__Aufgeführte Zeilen__:
━━━
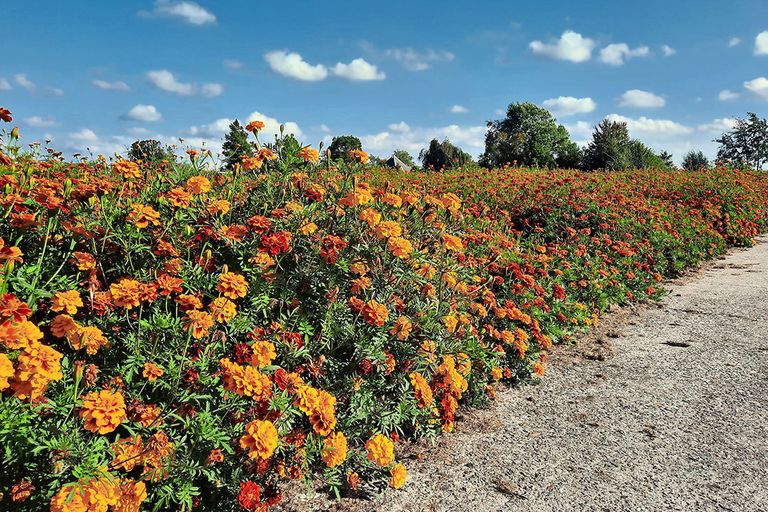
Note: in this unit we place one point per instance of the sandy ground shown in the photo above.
(663, 408)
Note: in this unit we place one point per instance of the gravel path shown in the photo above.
(675, 419)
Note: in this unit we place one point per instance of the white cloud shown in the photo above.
(358, 70)
(615, 54)
(758, 86)
(646, 126)
(718, 125)
(166, 81)
(111, 86)
(189, 12)
(292, 65)
(41, 122)
(413, 60)
(635, 98)
(22, 81)
(146, 113)
(571, 46)
(568, 105)
(761, 43)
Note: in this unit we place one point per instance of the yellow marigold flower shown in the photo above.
(103, 411)
(127, 168)
(375, 313)
(359, 156)
(388, 228)
(198, 185)
(222, 309)
(126, 293)
(232, 285)
(67, 301)
(245, 380)
(400, 247)
(263, 353)
(88, 337)
(6, 371)
(380, 450)
(335, 451)
(199, 323)
(142, 216)
(179, 197)
(398, 474)
(260, 439)
(370, 217)
(152, 372)
(308, 154)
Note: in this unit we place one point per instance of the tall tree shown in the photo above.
(528, 135)
(746, 144)
(236, 145)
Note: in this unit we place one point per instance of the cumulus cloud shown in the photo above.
(292, 65)
(758, 86)
(166, 81)
(413, 60)
(189, 12)
(358, 70)
(146, 113)
(635, 98)
(761, 43)
(568, 105)
(571, 46)
(41, 122)
(615, 54)
(111, 86)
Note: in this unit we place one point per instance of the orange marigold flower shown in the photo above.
(375, 313)
(103, 411)
(260, 439)
(199, 323)
(126, 293)
(152, 372)
(197, 185)
(380, 450)
(335, 450)
(232, 285)
(400, 247)
(309, 154)
(263, 353)
(67, 301)
(222, 309)
(142, 216)
(398, 474)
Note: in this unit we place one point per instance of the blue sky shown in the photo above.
(99, 75)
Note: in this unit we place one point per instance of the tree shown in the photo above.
(746, 144)
(443, 155)
(236, 145)
(530, 136)
(695, 161)
(342, 145)
(405, 157)
(150, 151)
(609, 148)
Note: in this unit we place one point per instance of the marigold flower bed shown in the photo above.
(173, 337)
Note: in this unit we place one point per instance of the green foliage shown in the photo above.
(236, 145)
(529, 136)
(746, 144)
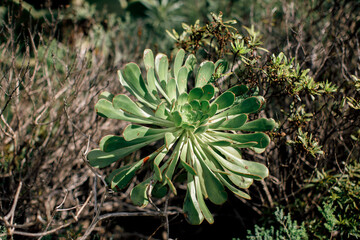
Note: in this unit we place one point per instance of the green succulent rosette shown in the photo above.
(201, 134)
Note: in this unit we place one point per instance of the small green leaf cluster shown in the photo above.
(340, 199)
(307, 143)
(283, 70)
(203, 133)
(287, 229)
(220, 35)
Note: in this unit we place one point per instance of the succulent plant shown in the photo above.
(201, 134)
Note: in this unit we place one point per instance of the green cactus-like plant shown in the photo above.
(201, 134)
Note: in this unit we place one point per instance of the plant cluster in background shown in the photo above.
(55, 61)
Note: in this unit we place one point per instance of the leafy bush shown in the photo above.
(287, 229)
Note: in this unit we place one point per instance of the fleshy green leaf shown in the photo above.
(190, 62)
(233, 122)
(238, 90)
(161, 67)
(261, 138)
(139, 194)
(214, 187)
(132, 131)
(171, 89)
(106, 95)
(261, 124)
(121, 177)
(249, 105)
(209, 92)
(191, 206)
(177, 118)
(148, 59)
(179, 59)
(124, 103)
(182, 79)
(195, 93)
(205, 211)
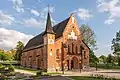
━━━
__Ziel der Übung__:
Gib die Zeilen von der Zeile mit „succulent plant shown in the photo above.“ bis einschließlich der letzten Zeile wortgetreu wieder. Lass die Bilder in deiner Antwort weg.

__Die Antwort__:
Note: in this unit we place one point per instance of the succulent plant shown in the photo above.
(201, 134)
Note: in this unit we place one point per instance of the green cactus-like plant shown in the photo above.
(201, 134)
Note: in this unit we place one point per instance of the plant cluster in background shown in the photo above.
(55, 61)
Note: in this unit we place one point per instance of the leafy bush shown in the photo above.
(287, 229)
Note: in this unit we place one point per instance of the fleshy green leaf shown in the photo above.
(190, 62)
(233, 122)
(238, 90)
(161, 67)
(261, 138)
(139, 194)
(214, 187)
(132, 131)
(171, 89)
(106, 95)
(261, 124)
(121, 177)
(249, 105)
(209, 92)
(191, 206)
(177, 118)
(148, 59)
(179, 59)
(124, 103)
(182, 79)
(195, 93)
(205, 211)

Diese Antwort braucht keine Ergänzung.